▶ _Task_:
Output everything from the line containing "Running a dermatology lesion detector. Mark the player's" down to the line containing "[0,30,420,353]" as a Markdown table with the columns Row and Text. Number each line in Row, put the line itself in Text, and skip any blank lines.

::: Given entries

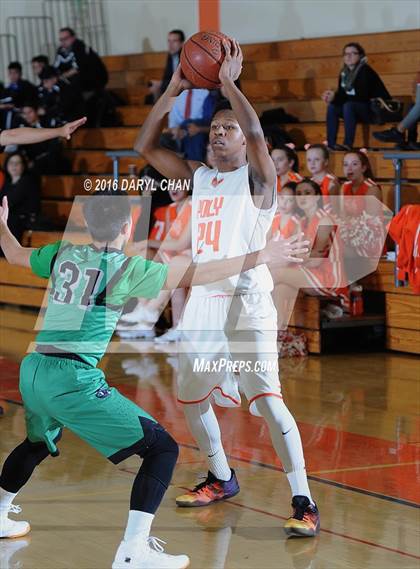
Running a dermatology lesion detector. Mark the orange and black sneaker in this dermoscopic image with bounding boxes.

::::::
::: Given entries

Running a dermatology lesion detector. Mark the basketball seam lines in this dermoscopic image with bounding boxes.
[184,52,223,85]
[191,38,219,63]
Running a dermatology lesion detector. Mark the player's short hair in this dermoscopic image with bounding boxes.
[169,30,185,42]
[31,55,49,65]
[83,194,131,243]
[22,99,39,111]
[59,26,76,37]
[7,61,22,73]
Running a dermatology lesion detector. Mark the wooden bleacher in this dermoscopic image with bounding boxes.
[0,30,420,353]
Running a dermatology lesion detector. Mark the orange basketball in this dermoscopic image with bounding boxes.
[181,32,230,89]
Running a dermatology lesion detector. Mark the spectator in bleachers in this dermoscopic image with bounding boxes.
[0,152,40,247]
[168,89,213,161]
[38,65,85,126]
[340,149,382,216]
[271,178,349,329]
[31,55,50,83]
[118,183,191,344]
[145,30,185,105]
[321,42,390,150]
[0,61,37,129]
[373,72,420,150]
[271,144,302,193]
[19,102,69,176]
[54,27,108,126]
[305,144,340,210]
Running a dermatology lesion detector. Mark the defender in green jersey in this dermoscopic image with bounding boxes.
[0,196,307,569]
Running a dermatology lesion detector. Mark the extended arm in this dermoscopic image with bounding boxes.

::::::

▶ _Solution to this task_:
| Row | Text |
|---|---|
| 1 | Running a dermatology lesion detector. Mark the player's short hair in this dermoscopic image with bounding boxes. |
| 2 | [169,30,185,42] |
| 3 | [31,55,49,65] |
| 4 | [83,194,131,243] |
| 5 | [22,99,39,111] |
| 6 | [59,26,76,37] |
| 7 | [7,61,22,73] |
| 8 | Running a dermatology lesion detector. Mark the wooden bleacher in this dermoscopic image with bounding boxes. |
| 9 | [0,30,420,353] |